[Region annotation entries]
----------

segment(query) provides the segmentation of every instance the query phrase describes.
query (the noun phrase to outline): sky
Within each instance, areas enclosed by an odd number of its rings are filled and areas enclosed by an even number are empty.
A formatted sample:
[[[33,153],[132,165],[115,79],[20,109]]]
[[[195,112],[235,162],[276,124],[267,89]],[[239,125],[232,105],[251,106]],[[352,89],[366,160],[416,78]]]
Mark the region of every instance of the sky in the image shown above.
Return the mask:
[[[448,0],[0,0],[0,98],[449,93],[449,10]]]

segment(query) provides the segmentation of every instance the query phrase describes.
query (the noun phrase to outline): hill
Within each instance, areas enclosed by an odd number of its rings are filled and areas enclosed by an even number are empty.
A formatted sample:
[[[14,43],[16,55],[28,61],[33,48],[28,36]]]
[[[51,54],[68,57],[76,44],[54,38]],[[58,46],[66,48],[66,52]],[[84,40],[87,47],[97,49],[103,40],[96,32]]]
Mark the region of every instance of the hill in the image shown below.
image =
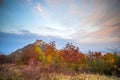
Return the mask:
[[[120,56],[118,54],[101,54],[101,52],[83,54],[72,43],[67,43],[63,49],[57,50],[55,41],[46,43],[36,40],[10,55],[0,55],[0,65],[0,73],[13,71],[16,75],[16,71],[19,71],[27,78],[41,73],[50,73],[50,75],[53,73],[62,75],[92,73],[120,77]],[[6,69],[8,66],[16,71]]]

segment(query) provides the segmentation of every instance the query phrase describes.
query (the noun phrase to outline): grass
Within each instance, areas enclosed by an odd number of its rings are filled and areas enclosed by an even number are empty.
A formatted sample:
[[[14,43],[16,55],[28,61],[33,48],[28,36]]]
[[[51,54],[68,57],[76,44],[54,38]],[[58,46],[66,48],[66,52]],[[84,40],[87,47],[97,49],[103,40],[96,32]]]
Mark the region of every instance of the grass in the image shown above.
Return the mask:
[[[92,73],[47,73],[41,70],[40,66],[4,64],[0,66],[0,80],[120,80],[120,78]]]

----------

| The task |
Put each line of the material above into a numbered list, skipping blank lines and leaving out the pictures.

| Answer for this exercise |
1. segment(query) provides the segmentation of every instance the query phrase describes.
2. query (the noun phrase to outline): sky
3. Within each instance, areas enclosed by an odd number of its rings are filled and areas enclosed by an even number are empty.
4. A formatted sample:
5. [[[33,153],[132,165],[115,79],[20,109]]]
6. [[[195,112],[235,162],[276,124],[267,89]],[[239,125],[232,105],[251,106]],[[352,89],[366,160],[416,78]]]
7. Mark the region of every instance of the sky in the image shown above.
8. Return the mask:
9. [[[448,0],[0,0],[0,98],[449,93],[449,10]]]
10. segment(query) provides the segmentation of every instance the query phrase describes.
11. query (the noun phrase to outline): hill
12. Within each instance, areas enclosed by an odd number of its rings are filled and areas enclosed by an even number are empty.
13. A formatted sample:
14. [[[14,43],[16,55],[28,61],[33,48],[28,36]]]
15. [[[51,54],[68,57],[76,44],[54,38]],[[58,46],[66,48],[66,52]],[[84,40],[87,47],[97,49],[103,40],[96,32]]]
16. Mark the region of every instance of the hill in the image shown below.
17. image =
18. Return the mask:
19. [[[120,56],[118,54],[101,54],[101,52],[83,54],[72,43],[67,43],[63,49],[57,50],[55,41],[46,43],[36,40],[10,55],[0,55],[0,65],[0,73],[13,71],[16,75],[16,71],[19,71],[27,78],[41,73],[50,73],[50,75],[53,73],[62,75],[92,73],[120,77]],[[6,69],[8,66],[16,71]]]
20. segment(query) provides the segmentation of every instance the query phrase describes.
21. query (the noun phrase to outline): grass
22. Within each instance, areas enclosed by an odd number of its rings are filled and areas enclosed by an even number are empty.
23. A formatted sample:
24. [[[14,43],[16,55],[28,61],[33,48],[28,36]]]
25. [[[51,54],[68,57],[76,44],[54,38]],[[58,46],[66,48],[66,52]],[[84,40],[87,47],[97,49],[103,40],[96,32]]]
26. Mark the region of every instance of the grass in the image shown above.
27. Return the mask:
28. [[[92,73],[47,73],[41,70],[40,66],[4,64],[0,66],[0,80],[120,80],[120,78]]]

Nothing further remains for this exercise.